--- What you need to do ---
The entries below are to be repeated exactly as they stand.

--- Information shown ---

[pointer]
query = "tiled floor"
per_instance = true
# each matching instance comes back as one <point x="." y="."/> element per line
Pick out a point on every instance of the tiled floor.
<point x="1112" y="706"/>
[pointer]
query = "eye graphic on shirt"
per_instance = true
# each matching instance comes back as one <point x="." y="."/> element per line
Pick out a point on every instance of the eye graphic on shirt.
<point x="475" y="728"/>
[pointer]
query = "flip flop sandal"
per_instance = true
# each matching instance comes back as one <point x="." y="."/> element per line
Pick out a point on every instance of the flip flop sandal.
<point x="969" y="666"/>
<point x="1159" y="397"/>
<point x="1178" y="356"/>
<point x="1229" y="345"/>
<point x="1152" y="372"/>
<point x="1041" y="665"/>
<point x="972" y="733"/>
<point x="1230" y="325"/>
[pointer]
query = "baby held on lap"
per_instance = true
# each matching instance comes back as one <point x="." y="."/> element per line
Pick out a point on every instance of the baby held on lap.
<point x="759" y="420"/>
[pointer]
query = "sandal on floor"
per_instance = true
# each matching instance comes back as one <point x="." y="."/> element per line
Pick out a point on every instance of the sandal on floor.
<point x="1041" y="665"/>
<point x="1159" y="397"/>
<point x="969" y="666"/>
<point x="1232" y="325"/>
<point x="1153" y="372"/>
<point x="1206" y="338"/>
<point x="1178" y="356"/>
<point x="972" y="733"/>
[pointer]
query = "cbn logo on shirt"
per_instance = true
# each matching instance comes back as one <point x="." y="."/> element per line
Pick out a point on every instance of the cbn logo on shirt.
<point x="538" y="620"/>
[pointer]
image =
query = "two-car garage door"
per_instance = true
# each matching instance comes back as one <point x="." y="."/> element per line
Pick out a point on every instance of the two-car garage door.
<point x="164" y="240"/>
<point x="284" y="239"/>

--- Worked solution ---
[pointer]
query = "tiled floor"
per_instance = true
# each matching instance comes back as one <point x="." y="."/> element per line
Pick out a point on every instance of the tiled floor.
<point x="1112" y="706"/>
[pointer]
query = "eye graphic on shirt"
per_instance = true
# each matching instance comes back as one <point x="." y="."/> element per line
Pick out a point on every instance of the eye graphic on shirt.
<point x="475" y="728"/>
[pointer]
query = "flip flop sandal"
per_instance = true
# each matching instance comes back as one <point x="." y="."/> element per line
Pick out a point on every instance of the flip flop sandal.
<point x="969" y="666"/>
<point x="1159" y="397"/>
<point x="1178" y="356"/>
<point x="1229" y="345"/>
<point x="1152" y="372"/>
<point x="1041" y="665"/>
<point x="972" y="733"/>
<point x="1230" y="325"/>
[pointer]
query = "baby held on lap"
per_instance = true
# each matching instance comes back as one <point x="." y="."/> element per line
Pick out a point on every instance of the baby held on lap.
<point x="759" y="420"/>
[pointer]
query = "sandal on floor"
per_instance = true
# each matching instance comes back as one <point x="." y="."/> element per line
Pick out a point on every instance of the sandal on floor.
<point x="1041" y="665"/>
<point x="1159" y="397"/>
<point x="969" y="666"/>
<point x="1232" y="325"/>
<point x="1153" y="372"/>
<point x="1206" y="338"/>
<point x="1178" y="356"/>
<point x="972" y="733"/>
[pointer]
query = "cbn logo on shirt"
per_instance = true
# each matching instance comes back as one <point x="." y="."/> element per line
Pick out a point on every instance of the cbn logo on shirt.
<point x="538" y="620"/>
[pointer]
image =
query = "two-car garage door"
per_instance = true
# each matching instance comes back as one <point x="." y="."/> element per line
Pick out a point on every instance of the two-car garage door.
<point x="164" y="240"/>
<point x="284" y="239"/>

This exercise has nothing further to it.